The Civic Court sees both criminal and civil cases. Criminal cases are generally limited to what would be termed misdemeanors in other empires, though not all misdemeanors are seen by the Civic Court. The Civic Court mainly hears non-violent crimes that do not lead to loss or damage of property, such as owning an unlicensed weapon, violating a traffic ordinance, failure to acquire necessary permits, trespassing, and the like.
Civil cases are much more common in the Civic Court, as the Scriptures do not cover many interactions between commoners and foreigners. The majority of Scriptural doctrine on rights and rules cover the Holder class and other nobility, so when a noble is involved, the matter generally goes before the Theology Council. This leaves most other cases to the Civic Court. As many of the more powerful and wealthy merchants in the Empire are commoners, most high profile cases seen by the Civic Court involve them.
Cases which come before the Civic Court follow a case law procedure, where previous decisions by the Court are applied to the present matter to determine guilt, fault, and penalty. Proceedings are adversarial in nature, with secular lawyers referred to as barristers presenting the cases to a judge for decisions. The judge has absolute authority within the court and makes the final decision on all matters of the case. The Empire does not employ jury trials at any level.
In a case, each side presents their evidence and arguments to the judge, with the prosecution going first. Witnesses are brought before the court and are required to testify in both civil and criminal cases. Defendants in criminal trials are also required to testify; there is no legal protection against self-incrimination in the Empire. Witnesses are questioned by the barrister who called them, then cross-examined by the opposing barrister.
After evidence is presented and witnesses questioned, each side makes a final argument to the judge. The judge will then make a ruling and present a written explanation of his decision. The judge determines both guilt or fault and lays down a penalty. Judges are highly trained professionals, typically selected from barristers who have served for at least twenty years or more and have demonstrated exceptional knowledge of case law.
The Theology Council was first formed by Emperor Heideran V during the Moral Reforms. The first Council was composed of priests, scholars, and pious Holders who were loyal to the emperor and supported his claim to greater power. The public task of the Council was to clarify the legal powers of the emperor as laid out by the Scriptures. In actuality, they were rewriting the Scriptures to give the emperor additional powers, as well as finding pieces of the Scriptures that already supported their actions.

◆ **Extracted data**
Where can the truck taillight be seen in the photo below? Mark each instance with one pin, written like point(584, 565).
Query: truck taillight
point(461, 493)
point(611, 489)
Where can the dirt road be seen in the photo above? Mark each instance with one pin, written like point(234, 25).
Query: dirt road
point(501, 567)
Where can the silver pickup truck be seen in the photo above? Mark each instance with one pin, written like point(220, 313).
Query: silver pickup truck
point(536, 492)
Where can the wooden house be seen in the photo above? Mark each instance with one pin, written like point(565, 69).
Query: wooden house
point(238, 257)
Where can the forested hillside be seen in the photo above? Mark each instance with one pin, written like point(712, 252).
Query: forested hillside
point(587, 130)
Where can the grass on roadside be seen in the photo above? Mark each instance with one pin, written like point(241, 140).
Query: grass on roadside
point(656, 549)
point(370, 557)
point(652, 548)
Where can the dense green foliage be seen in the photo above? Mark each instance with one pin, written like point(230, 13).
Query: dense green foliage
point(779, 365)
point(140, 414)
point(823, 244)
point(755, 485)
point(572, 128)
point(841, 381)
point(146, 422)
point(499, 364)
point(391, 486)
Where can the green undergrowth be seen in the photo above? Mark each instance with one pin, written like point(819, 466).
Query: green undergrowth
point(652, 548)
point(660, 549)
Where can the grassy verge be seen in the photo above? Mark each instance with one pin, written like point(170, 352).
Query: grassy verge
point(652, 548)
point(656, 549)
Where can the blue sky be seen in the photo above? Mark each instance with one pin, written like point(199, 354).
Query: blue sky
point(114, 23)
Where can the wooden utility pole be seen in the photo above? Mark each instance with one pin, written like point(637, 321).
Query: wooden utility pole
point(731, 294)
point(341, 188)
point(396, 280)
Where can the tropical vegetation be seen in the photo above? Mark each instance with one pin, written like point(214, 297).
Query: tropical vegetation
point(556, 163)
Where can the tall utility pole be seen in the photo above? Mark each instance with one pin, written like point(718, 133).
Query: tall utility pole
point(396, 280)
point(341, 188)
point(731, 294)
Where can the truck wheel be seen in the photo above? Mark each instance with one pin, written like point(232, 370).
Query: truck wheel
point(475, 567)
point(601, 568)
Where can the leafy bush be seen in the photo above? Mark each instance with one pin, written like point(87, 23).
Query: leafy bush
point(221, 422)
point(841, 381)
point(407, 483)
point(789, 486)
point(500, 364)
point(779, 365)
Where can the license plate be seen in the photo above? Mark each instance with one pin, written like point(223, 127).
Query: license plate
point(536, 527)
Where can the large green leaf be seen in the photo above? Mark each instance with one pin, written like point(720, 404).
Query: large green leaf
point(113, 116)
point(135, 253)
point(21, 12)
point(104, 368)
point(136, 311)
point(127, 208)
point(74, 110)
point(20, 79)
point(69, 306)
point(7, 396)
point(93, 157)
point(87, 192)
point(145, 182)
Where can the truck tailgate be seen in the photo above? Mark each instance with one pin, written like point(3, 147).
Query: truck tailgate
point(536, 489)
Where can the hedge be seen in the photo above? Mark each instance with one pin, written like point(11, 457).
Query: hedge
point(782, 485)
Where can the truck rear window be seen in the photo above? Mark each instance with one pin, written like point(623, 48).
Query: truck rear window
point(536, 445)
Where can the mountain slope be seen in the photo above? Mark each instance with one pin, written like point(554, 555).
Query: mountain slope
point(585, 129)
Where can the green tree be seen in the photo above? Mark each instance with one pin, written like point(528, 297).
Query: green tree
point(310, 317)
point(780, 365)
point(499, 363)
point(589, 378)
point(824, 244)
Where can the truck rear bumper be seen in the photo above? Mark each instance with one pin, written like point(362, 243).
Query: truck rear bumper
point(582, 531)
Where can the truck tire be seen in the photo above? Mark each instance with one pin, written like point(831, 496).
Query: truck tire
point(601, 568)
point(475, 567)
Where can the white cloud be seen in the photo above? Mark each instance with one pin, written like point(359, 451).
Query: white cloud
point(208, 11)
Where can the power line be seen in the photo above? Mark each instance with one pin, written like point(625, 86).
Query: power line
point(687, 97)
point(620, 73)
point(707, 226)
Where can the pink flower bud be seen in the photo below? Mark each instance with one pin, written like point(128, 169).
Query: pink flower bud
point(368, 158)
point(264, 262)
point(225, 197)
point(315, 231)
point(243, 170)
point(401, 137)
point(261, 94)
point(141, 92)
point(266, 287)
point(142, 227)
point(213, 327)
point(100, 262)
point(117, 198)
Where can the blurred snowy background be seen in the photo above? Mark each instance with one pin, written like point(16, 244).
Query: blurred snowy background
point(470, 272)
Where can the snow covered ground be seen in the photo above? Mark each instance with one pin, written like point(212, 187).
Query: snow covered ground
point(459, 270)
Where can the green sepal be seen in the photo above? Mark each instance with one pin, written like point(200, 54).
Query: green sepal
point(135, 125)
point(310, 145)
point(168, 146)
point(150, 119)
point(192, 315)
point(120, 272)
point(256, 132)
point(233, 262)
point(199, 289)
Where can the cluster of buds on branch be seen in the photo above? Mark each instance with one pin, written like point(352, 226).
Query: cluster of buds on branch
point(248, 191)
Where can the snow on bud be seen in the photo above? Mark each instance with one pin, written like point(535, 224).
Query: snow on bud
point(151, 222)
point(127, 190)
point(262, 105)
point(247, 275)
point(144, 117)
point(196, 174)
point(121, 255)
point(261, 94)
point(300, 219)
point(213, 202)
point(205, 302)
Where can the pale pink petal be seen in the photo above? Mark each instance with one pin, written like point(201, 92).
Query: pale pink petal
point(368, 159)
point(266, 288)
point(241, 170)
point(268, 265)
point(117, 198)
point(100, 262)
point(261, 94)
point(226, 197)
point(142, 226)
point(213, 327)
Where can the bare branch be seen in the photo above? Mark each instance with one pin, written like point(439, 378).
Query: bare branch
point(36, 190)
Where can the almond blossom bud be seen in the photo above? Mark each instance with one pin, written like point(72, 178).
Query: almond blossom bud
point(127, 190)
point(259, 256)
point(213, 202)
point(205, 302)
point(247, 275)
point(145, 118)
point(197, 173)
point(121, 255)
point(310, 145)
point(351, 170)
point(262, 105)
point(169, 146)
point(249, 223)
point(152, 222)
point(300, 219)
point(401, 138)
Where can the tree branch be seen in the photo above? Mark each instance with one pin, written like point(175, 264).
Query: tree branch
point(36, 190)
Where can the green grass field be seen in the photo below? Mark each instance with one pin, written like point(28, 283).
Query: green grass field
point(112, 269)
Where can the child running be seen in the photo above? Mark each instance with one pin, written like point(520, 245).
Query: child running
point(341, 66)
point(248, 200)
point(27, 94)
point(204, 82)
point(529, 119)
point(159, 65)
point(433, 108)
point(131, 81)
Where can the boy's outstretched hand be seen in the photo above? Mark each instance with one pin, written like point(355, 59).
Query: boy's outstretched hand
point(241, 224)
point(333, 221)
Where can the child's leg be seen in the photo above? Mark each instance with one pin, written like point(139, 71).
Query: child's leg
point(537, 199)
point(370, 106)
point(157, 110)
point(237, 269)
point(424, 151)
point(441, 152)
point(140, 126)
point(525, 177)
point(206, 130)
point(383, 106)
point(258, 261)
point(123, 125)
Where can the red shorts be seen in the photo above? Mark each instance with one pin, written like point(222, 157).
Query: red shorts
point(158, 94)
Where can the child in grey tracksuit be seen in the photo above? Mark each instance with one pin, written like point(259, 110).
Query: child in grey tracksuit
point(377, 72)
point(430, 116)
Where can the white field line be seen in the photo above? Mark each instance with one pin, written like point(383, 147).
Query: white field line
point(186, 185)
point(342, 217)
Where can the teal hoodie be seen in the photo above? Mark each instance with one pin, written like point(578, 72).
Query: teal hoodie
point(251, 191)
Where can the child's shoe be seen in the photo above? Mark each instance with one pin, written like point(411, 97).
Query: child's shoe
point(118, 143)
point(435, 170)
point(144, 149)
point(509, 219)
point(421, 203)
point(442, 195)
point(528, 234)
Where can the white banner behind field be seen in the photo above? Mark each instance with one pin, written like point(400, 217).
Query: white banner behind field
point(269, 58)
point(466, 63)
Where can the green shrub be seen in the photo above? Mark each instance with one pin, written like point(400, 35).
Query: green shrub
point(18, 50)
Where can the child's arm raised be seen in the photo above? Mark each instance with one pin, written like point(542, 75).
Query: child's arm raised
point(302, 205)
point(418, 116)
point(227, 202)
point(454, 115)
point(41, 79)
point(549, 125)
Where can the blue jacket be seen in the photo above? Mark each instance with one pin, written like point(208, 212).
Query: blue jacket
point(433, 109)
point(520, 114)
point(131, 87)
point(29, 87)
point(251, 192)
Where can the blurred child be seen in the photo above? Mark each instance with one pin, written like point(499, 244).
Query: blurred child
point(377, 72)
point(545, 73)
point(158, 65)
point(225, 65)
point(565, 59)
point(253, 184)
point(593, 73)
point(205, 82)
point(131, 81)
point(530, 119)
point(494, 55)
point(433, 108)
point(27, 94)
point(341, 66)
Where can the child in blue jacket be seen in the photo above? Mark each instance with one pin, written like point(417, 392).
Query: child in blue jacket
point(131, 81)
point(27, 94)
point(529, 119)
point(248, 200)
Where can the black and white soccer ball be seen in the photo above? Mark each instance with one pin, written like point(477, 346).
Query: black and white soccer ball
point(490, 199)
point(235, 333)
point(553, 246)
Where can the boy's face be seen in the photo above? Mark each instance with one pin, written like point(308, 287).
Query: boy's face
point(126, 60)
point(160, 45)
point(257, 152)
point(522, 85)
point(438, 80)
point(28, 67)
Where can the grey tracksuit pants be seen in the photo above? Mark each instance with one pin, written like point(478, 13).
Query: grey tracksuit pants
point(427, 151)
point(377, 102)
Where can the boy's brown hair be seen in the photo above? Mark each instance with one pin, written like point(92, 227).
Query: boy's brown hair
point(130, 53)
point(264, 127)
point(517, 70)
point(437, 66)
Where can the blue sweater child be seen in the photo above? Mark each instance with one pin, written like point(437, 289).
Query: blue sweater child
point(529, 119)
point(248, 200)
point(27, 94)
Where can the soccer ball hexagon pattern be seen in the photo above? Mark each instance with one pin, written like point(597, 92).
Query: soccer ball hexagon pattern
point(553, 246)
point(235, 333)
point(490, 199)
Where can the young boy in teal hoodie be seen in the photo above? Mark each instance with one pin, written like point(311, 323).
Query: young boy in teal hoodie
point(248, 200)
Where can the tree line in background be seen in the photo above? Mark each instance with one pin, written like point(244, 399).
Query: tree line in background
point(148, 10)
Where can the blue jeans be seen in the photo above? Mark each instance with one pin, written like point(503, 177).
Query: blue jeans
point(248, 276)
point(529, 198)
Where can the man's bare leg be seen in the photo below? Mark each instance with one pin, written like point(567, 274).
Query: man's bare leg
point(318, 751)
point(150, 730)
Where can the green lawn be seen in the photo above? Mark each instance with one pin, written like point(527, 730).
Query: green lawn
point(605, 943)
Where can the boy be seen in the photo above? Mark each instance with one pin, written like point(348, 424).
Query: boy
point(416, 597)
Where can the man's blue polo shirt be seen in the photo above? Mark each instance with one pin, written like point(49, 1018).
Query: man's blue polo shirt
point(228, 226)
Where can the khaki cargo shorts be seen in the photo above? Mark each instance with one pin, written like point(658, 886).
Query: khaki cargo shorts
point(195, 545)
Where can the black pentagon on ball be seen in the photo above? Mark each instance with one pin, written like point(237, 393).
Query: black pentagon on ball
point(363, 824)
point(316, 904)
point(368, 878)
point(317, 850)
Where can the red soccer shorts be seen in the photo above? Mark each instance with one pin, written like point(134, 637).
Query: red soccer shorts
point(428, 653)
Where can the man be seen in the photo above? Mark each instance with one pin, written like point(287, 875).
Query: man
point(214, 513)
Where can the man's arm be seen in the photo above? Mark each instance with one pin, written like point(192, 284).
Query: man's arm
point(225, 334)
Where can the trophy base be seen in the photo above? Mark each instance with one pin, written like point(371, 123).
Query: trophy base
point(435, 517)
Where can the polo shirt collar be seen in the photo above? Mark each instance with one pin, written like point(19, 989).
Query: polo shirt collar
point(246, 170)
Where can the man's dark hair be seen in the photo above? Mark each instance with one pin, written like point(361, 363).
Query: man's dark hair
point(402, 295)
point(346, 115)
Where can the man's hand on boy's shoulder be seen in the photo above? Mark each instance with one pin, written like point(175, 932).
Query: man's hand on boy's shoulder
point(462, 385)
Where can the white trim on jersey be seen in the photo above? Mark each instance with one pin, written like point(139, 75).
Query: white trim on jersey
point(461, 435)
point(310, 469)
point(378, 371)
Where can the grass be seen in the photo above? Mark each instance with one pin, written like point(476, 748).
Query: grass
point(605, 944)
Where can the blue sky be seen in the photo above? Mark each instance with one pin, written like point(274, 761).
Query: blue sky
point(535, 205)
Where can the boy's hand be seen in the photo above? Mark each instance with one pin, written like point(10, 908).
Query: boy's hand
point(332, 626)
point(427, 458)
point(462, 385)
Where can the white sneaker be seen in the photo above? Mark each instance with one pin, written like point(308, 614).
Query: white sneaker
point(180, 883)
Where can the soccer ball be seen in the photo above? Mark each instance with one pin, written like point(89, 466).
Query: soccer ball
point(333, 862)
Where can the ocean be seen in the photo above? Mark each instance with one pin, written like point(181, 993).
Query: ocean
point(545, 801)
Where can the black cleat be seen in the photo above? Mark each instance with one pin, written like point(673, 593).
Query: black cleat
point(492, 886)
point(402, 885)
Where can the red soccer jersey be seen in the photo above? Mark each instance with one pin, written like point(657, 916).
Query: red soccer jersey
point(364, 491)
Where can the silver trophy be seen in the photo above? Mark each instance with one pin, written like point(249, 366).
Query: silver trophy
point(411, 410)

◆ **Challenges**
**1)** Repeat, word for word, the part of the Civic Court text that opens with the words containing "After evidence is" and closes with "of case law.".
**2)** According to the Civic Court text, how long have barristers typically served before they are selected as judges?

◆ **Exercise responses**
**1)**
After evidence is presented and witnesses questioned, each side makes a final argument to the judge. The judge will then make a ruling and present a written explanation of his decision. The judge determines both guilt or fault and lays down a penalty. Judges are highly trained professionals, typically selected from barristers who have served for at least twenty years or more and have demonstrated exceptional knowledge of case law.

**2)** At least twenty years.